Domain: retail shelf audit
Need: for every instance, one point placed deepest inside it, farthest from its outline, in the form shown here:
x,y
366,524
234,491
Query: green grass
########################################
Repeat the full set of records above character for character.

▶ TASK OUTPUT
Domain: retail shelf audit
Need: for every instance, one point placed deepest inside it, farthest from its outline, in the form shown here:
x,y
366,524
234,491
Query: green grass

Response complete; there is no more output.